[MATERIAL]
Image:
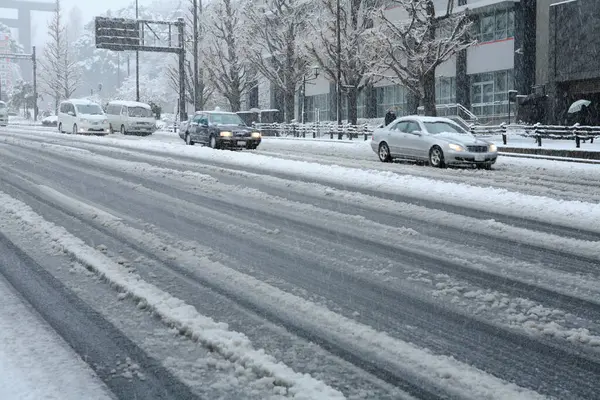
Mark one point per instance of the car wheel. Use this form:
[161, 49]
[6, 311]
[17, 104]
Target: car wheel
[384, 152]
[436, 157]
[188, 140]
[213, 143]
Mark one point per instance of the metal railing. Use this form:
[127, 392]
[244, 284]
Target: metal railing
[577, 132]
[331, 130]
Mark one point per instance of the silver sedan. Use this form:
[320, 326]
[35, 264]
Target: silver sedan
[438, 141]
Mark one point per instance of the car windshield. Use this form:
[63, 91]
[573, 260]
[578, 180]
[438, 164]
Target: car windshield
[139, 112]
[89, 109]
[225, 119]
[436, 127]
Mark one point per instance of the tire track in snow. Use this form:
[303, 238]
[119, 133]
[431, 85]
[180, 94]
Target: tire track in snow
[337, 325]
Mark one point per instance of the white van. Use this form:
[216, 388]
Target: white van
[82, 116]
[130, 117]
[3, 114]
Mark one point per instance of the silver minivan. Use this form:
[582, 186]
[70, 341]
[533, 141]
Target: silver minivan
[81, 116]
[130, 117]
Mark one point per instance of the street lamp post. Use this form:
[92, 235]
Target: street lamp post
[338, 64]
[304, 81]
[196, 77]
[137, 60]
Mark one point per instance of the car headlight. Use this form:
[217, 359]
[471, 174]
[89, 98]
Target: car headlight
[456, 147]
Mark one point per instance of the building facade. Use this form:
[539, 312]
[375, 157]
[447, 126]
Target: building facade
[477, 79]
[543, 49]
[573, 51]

[PROBLEM] Copy every one of the rows above word for word, but leave out the pictures.

[RESULT]
Image:
Mark one point per instance of the car wheel. Use this form:
[161, 49]
[6, 311]
[17, 104]
Target: car wheel
[384, 152]
[436, 157]
[188, 140]
[213, 143]
Mark one point per instance of the metal railing. Use this form:
[127, 392]
[244, 284]
Target: metal railing
[577, 132]
[331, 130]
Mark one point per instance of the silver sedan. Use this form:
[320, 326]
[35, 264]
Target: silver sedan
[438, 141]
Mark one point per instance of the car windshield. Use this form:
[63, 91]
[573, 260]
[578, 180]
[438, 164]
Target: car windshield
[139, 112]
[89, 109]
[225, 119]
[436, 127]
Mark one point per instance of the tire track in snow. Use this form:
[303, 238]
[119, 133]
[431, 85]
[180, 94]
Target: tire track in snow
[337, 325]
Mark one point per instance of the white van. Use this form:
[216, 388]
Target: white van
[82, 116]
[130, 117]
[3, 114]
Mark one point per instance of the silver minivan. Use this form:
[582, 186]
[70, 341]
[533, 141]
Target: silver minivan
[81, 116]
[130, 117]
Mark one point per instance of the street lamp post. Use this form:
[92, 235]
Target: street lamp post
[338, 64]
[304, 81]
[196, 77]
[137, 60]
Mark one point per instance of the car headlight. Use this form:
[217, 359]
[471, 174]
[89, 98]
Target: car headlight
[456, 147]
Mark one point per instance of the building facade. Use this form:
[539, 312]
[375, 157]
[447, 126]
Target: building facade
[477, 79]
[543, 49]
[573, 51]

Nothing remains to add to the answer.